## Provided information
***

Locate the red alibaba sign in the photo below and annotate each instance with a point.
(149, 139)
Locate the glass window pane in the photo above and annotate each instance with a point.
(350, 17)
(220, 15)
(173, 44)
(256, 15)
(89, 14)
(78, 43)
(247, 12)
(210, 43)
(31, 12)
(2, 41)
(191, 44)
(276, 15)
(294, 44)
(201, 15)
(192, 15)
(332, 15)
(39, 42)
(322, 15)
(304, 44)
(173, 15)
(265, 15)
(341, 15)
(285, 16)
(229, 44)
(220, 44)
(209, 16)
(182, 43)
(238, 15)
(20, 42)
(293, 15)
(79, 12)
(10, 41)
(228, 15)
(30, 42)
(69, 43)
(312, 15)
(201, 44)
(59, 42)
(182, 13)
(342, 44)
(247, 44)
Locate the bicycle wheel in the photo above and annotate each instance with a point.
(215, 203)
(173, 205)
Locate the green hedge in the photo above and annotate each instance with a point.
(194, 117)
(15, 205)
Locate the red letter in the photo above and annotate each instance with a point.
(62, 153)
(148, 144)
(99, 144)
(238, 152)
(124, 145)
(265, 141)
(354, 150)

***

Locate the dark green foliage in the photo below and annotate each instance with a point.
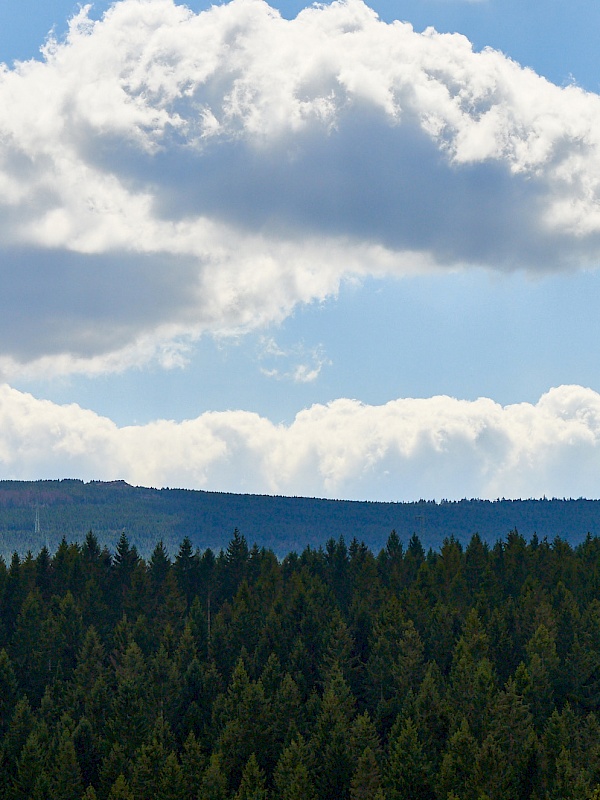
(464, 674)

***

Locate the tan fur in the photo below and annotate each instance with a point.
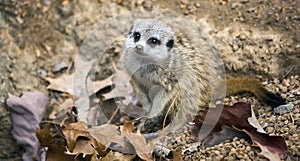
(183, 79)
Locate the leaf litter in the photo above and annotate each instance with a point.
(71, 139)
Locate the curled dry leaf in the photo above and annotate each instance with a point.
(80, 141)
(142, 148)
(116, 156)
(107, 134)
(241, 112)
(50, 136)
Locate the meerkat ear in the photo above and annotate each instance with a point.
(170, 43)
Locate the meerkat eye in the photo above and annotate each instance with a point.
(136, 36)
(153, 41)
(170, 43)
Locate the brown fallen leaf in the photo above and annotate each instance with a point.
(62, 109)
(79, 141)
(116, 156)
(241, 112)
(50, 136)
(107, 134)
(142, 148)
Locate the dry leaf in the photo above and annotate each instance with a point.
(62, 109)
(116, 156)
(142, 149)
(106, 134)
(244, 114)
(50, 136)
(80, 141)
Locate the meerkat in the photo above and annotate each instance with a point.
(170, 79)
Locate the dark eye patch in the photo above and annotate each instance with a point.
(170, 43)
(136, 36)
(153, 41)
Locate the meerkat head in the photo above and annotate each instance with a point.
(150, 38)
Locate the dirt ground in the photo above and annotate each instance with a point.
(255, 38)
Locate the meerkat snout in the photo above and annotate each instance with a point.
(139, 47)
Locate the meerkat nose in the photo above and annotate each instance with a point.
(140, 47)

***

Pull out every line of the material above that contains the string "leaf", and copy each one in full.

## Finished answer
Locate the leaf litter in the photo above and annotate each instance with a point.
Locate the curled dry leaf in the photo above and annotate each instance with a point.
Locate the brown fallen leaf in the photo above and annotate each instance with a point.
Locate the dry leaf in the photo above and annotate each instance with a point.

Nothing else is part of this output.